*WHAT IS ASKED*: Format the entries as a two-column CSV with the headers "prompt" and "response", one row per entry. Begin at the start of the entries and stop after the line that contains "x=868, y=401", including both ends; quote each field, turn line breaks into spaces, and leave the pictures out.

*MATERIAL PROVIDED*:
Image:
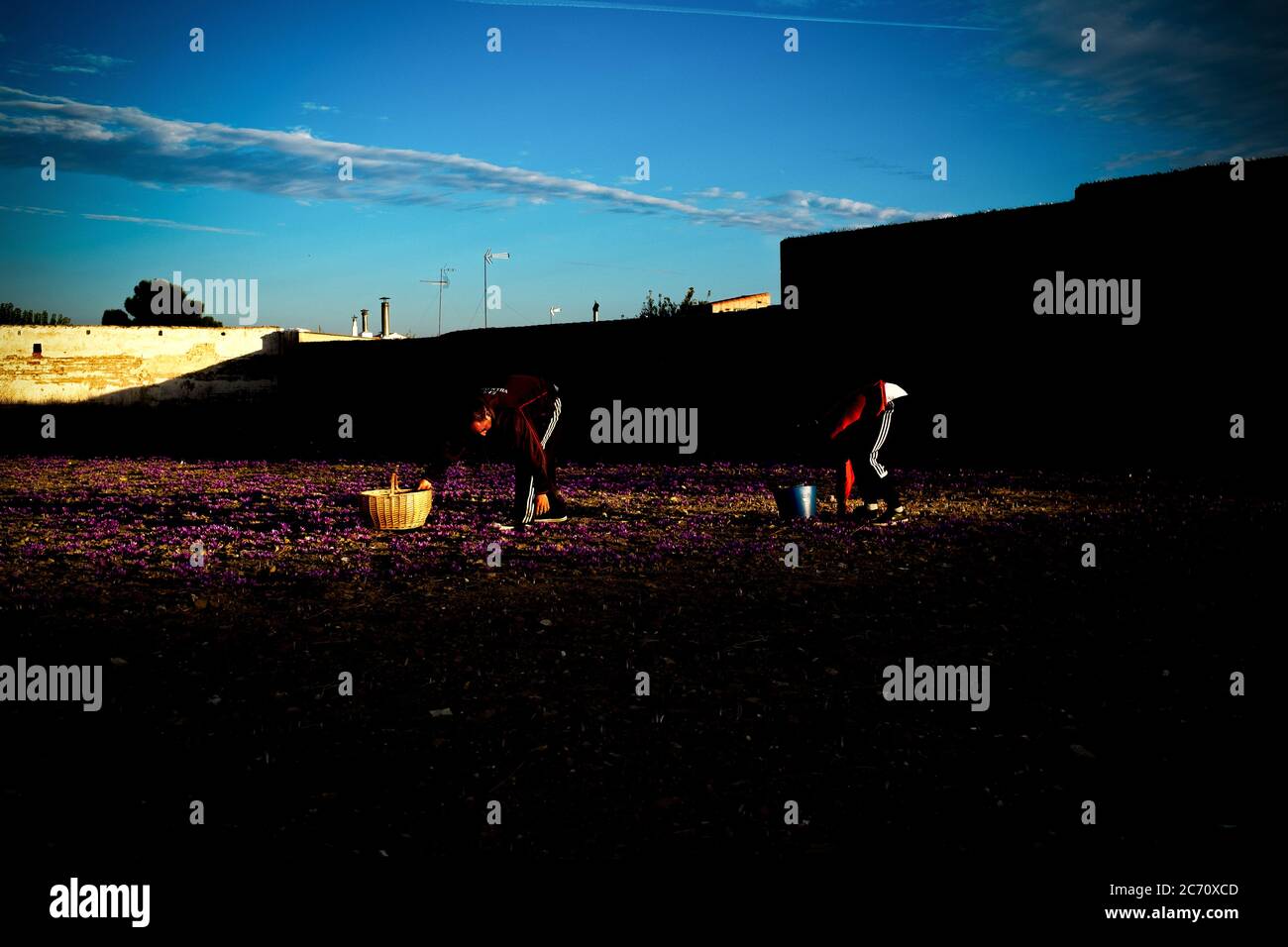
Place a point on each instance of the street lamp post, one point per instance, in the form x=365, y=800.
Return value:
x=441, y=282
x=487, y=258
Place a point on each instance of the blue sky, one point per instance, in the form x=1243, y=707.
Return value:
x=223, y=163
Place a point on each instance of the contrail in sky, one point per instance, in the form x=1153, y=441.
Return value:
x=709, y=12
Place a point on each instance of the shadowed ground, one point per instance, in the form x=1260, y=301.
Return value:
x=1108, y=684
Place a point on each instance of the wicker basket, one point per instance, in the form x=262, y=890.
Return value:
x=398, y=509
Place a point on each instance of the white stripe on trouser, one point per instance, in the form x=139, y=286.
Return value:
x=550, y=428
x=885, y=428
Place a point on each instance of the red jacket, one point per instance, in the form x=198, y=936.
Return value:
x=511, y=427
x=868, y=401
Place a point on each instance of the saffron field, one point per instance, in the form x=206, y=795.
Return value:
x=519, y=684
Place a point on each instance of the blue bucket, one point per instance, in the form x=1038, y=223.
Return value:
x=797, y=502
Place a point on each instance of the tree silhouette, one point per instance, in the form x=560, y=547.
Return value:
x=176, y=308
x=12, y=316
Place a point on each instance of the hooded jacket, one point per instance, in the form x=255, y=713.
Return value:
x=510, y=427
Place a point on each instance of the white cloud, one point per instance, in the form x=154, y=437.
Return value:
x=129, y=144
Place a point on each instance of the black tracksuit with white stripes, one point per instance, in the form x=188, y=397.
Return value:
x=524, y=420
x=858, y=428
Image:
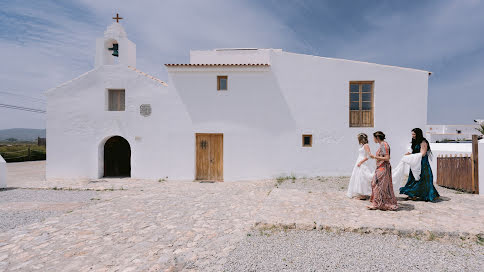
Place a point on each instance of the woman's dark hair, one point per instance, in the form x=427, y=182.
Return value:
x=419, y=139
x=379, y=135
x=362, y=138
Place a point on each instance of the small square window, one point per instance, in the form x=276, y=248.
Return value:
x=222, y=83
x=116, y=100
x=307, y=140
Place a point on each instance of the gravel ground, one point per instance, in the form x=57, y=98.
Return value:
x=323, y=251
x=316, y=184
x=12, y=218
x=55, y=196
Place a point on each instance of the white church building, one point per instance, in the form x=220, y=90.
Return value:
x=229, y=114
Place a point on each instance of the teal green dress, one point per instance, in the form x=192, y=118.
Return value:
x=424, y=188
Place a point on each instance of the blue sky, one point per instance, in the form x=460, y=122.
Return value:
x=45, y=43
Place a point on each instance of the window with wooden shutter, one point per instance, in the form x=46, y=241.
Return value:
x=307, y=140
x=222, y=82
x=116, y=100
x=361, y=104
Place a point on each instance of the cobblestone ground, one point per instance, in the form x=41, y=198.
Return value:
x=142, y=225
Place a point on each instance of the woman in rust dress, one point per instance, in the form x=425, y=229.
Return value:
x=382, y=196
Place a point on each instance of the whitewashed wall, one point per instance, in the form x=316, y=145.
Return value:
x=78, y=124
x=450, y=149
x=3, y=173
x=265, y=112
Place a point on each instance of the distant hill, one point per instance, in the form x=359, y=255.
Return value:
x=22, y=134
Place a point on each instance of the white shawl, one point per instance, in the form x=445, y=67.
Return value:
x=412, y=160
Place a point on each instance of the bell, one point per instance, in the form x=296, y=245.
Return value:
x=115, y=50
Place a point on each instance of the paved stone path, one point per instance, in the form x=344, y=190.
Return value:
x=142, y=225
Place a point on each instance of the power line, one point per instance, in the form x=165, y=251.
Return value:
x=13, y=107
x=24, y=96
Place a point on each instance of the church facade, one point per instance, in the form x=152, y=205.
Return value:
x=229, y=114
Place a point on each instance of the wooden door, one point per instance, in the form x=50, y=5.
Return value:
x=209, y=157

*ANSWER TO THIS EXERCISE*:
prompt,response
"Image: Place a point on each instance of the street lamp post, one point per instance, in the form x=365, y=800. Return value:","x=441, y=282 x=487, y=258"
"Place a point on each instance of the blue sky, one point per instance, in the form x=1243, y=707. Return value:","x=223, y=163"
"Place a point on each instance of the contrail in sky, one point per instance, in the form x=1153, y=441. Return value:","x=709, y=12"
"Place a point on each instance of the shadowed ground, one point per instance, in the form x=1260, y=301. Return value:","x=1108, y=684"
"Place a point on each instance of the wicker basket, one point per instance, in the form x=262, y=890. Return value:","x=398, y=509"
"Place a point on each instance of the white stripe on trouser, one point per instance, in the form x=139, y=286. Return value:","x=550, y=428 x=885, y=428"
"Place a point on each instance of the red jacket, one point per instance, in the form x=198, y=936. Return value:","x=511, y=427 x=868, y=401"